* **Items from a dataset**:
— Start —
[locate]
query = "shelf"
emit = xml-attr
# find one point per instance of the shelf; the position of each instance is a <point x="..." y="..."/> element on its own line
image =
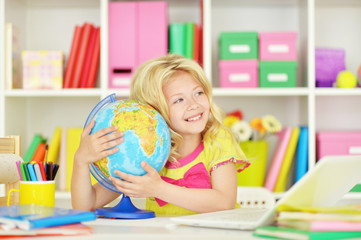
<point x="260" y="92"/>
<point x="338" y="91"/>
<point x="54" y="93"/>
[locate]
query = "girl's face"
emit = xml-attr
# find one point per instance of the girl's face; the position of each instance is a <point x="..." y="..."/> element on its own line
<point x="188" y="105"/>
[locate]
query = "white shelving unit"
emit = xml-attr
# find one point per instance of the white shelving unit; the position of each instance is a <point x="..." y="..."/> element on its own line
<point x="49" y="25"/>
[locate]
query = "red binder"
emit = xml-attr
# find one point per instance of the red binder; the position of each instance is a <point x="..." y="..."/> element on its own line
<point x="94" y="64"/>
<point x="87" y="61"/>
<point x="70" y="67"/>
<point x="85" y="40"/>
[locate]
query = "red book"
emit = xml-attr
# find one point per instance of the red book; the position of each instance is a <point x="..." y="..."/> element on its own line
<point x="88" y="57"/>
<point x="196" y="43"/>
<point x="73" y="55"/>
<point x="94" y="65"/>
<point x="83" y="47"/>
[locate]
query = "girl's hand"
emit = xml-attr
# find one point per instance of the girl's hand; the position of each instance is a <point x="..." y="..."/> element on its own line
<point x="99" y="144"/>
<point x="138" y="186"/>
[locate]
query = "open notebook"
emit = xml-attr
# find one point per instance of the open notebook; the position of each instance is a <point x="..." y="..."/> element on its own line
<point x="324" y="185"/>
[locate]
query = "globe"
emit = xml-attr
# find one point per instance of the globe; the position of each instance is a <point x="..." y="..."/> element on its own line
<point x="146" y="138"/>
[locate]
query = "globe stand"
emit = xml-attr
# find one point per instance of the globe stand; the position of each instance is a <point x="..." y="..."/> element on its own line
<point x="124" y="209"/>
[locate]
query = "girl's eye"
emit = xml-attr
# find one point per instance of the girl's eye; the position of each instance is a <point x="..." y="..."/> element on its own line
<point x="199" y="93"/>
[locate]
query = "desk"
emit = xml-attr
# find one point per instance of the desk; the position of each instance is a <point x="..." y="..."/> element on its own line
<point x="154" y="228"/>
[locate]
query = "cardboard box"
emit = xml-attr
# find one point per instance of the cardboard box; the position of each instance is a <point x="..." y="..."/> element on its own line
<point x="238" y="45"/>
<point x="277" y="74"/>
<point x="279" y="46"/>
<point x="238" y="73"/>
— End —
* **THE TASK**:
Retype all the records shown above, character for character. Omit every picture.

* **FULL RESPONSE**:
[locate]
query = "shelf"
emit = xml-attr
# find one point per instance of the shelf; the position of each instance is a <point x="..." y="..."/> element on its own line
image =
<point x="260" y="92"/>
<point x="338" y="91"/>
<point x="54" y="93"/>
[locate]
query = "girl's face"
emit = xml-attr
# find one point per instance of the girl's face; the position of each instance is a <point x="..." y="..."/> element on its own line
<point x="188" y="105"/>
[locate]
query = "white shelving unit"
emit = xml-attr
# find one point per instance of the white shelving unit; the position of each instance is a <point x="..." y="..."/> element on its own line
<point x="49" y="25"/>
[locate]
query = "red binder"
emit = xml-attr
# find one point per instance of the red binder; the position of each instance is a <point x="..." y="..."/> element on its own line
<point x="94" y="64"/>
<point x="87" y="61"/>
<point x="70" y="67"/>
<point x="85" y="40"/>
[locate]
query = "red book"
emit = xml-attr
# find one point per instance of the red book; the position of each instance is a <point x="..." y="..."/> element on its own line
<point x="88" y="57"/>
<point x="196" y="43"/>
<point x="73" y="55"/>
<point x="94" y="65"/>
<point x="83" y="47"/>
[locate]
query = "girl's hand"
emit = xml-attr
# find one point per instance of the girl's hand; the position of each instance is a <point x="..." y="..."/> element on its own line
<point x="99" y="144"/>
<point x="138" y="186"/>
[locate]
query = "open notebook"
emit = xml-attr
# find one point per instance of the open notebook; the position of each instance is a <point x="..." y="..."/> element on its own line
<point x="324" y="185"/>
[locate]
query = "globe"
emit = xml-attr
# find one point per instance of the globe; the position of each instance is a <point x="..." y="..."/> element on its own line
<point x="146" y="138"/>
[locate]
query = "globe stand"
emit = xml-attr
# find one point per instance of the globe stand; the position of each instance is a <point x="..." y="..."/> element on its own line
<point x="124" y="209"/>
[locate]
query = "girl's eye"
emit = xml-attr
# find one point per instance of the girl's eye; the position of each instance is a <point x="..." y="..."/> element on its own line
<point x="199" y="93"/>
[locate]
query = "desk"
emit = xml-attr
# find one point per instance of the desk; the position of each instance is a <point x="..." y="..."/> element on its own line
<point x="154" y="228"/>
[locate]
query = "cardboard box"
emit = xml-attr
# find one point per instance of the cardboard box; the position of each instance is a <point x="..." y="..."/> element on its own line
<point x="238" y="45"/>
<point x="277" y="74"/>
<point x="279" y="46"/>
<point x="238" y="73"/>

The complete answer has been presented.